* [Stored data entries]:
________________________________________
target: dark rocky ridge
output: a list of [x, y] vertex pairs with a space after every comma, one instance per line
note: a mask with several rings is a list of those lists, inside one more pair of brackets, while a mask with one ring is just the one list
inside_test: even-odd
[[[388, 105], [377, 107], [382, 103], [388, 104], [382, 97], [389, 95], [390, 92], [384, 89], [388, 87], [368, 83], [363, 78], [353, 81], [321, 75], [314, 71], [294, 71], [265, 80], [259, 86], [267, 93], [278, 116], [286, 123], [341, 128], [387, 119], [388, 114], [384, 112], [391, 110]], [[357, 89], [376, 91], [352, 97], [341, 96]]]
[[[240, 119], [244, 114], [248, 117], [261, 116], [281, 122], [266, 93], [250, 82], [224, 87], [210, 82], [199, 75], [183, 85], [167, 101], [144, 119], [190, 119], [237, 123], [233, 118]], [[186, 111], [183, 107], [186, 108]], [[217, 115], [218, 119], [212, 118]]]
________________________________________
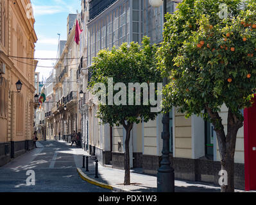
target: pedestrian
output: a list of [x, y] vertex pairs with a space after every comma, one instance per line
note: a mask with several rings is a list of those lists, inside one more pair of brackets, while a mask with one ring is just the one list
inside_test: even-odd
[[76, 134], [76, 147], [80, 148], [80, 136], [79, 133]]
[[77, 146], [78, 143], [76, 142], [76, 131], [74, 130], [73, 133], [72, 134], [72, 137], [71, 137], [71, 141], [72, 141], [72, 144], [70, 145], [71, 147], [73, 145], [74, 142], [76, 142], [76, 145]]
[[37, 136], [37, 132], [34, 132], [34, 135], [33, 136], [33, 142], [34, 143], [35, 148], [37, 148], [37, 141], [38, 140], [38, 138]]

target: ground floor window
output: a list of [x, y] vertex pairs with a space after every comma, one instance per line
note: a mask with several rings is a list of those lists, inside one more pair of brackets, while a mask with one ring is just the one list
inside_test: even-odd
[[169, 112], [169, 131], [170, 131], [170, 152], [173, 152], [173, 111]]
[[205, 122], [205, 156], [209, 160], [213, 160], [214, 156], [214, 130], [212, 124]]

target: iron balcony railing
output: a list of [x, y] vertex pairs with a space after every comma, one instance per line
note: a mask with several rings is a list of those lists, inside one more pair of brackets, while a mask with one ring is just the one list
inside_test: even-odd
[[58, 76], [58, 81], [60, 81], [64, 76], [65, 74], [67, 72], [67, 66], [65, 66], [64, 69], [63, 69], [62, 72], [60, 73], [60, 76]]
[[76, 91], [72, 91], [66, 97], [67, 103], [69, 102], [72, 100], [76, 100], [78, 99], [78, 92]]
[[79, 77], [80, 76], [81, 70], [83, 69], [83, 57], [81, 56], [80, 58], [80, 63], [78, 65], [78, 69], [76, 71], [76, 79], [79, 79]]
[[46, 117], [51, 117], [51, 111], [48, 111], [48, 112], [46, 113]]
________________________________________
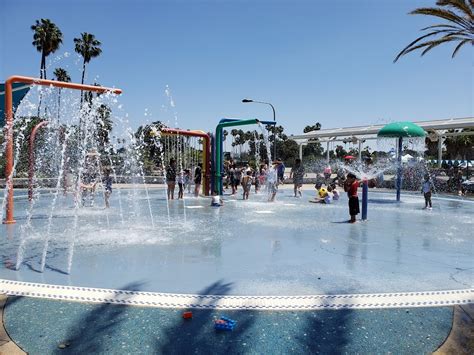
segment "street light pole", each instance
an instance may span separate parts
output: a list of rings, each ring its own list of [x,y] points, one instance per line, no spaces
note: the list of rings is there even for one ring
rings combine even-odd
________________________________________
* [Required work]:
Rewrite the lines from the one containing "target: dark rocky ridge" through the one containing "119], [212, 118]]]", inclusive, as a Markdown table with the columns Row and Line. Number each row and omit any blank lines.

* [Complete output]:
| Row | Line |
|---|---|
| 1 | target: dark rocky ridge |
| 2 | output: a list of [x, y] vertex pairs with a space after every comma, one instance per line |
| 3 | note: a mask with several rings is a list of those lists, inside one more pair of brackets, while a mask with one ring is just the one list |
| 4 | inside_test: even-odd |
| 5 | [[[388, 105], [377, 107], [382, 103], [388, 104], [382, 97], [389, 95], [390, 92], [384, 89], [388, 87], [368, 83], [363, 78], [353, 81], [321, 75], [314, 71], [294, 71], [265, 80], [259, 86], [267, 93], [278, 116], [286, 123], [341, 128], [387, 119], [388, 114], [384, 112], [391, 110]], [[357, 89], [376, 91], [352, 97], [341, 96]]] |
| 6 | [[[240, 119], [244, 114], [248, 117], [261, 116], [281, 122], [266, 93], [250, 82], [224, 87], [210, 82], [199, 75], [183, 85], [167, 101], [144, 119], [190, 119], [237, 123], [233, 118]], [[186, 111], [183, 107], [186, 108]], [[217, 115], [218, 119], [212, 118]]] |